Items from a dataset

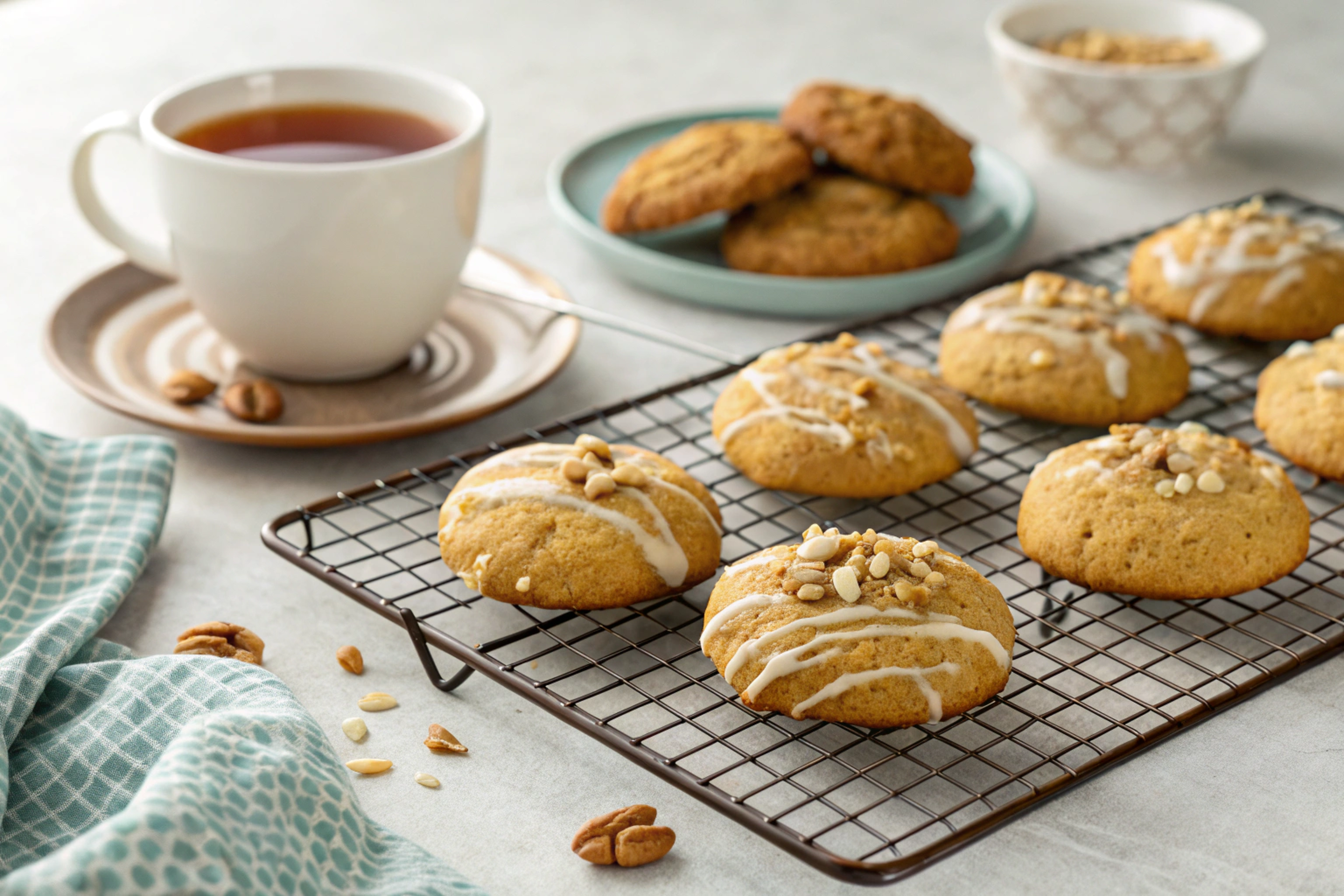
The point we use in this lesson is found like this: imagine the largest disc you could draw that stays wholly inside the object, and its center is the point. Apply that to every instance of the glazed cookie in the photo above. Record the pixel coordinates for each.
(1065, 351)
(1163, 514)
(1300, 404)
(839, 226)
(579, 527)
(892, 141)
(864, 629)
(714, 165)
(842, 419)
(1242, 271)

---

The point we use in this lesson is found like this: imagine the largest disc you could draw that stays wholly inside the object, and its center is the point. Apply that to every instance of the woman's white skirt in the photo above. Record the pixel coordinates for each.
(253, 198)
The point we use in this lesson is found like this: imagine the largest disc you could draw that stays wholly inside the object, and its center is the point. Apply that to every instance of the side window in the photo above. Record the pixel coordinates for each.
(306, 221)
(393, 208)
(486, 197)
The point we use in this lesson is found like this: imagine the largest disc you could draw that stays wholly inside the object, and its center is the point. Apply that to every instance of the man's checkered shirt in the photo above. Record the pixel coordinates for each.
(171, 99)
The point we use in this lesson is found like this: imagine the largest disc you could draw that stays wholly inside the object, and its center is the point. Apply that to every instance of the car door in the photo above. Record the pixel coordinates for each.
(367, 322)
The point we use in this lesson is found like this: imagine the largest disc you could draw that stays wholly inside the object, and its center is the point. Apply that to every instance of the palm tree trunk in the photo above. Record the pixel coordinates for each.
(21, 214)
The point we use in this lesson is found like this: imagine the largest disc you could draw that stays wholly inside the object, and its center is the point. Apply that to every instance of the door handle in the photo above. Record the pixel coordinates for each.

- _Assignment_
Keeping every character as it is, restate the lines above that run from the line with "of the palm" through the line with "of the door", both included, and nothing else.

- _Output of the exercise_
The point we use in this lesson is found like this: imagine the largest disc you could draw that stays wholly inside the object, and its center is the point. Apply that to every instance of the palm tree trunk in the photo above. Record the pixel coordinates for each.
(21, 214)
The point we use in this lesson is found like this: imagine the largest disc you could draw that stays wholly inside the object, and its center is the point. Apply that to every instance of the door handle in the photo above. Record the pixel coordinates for each.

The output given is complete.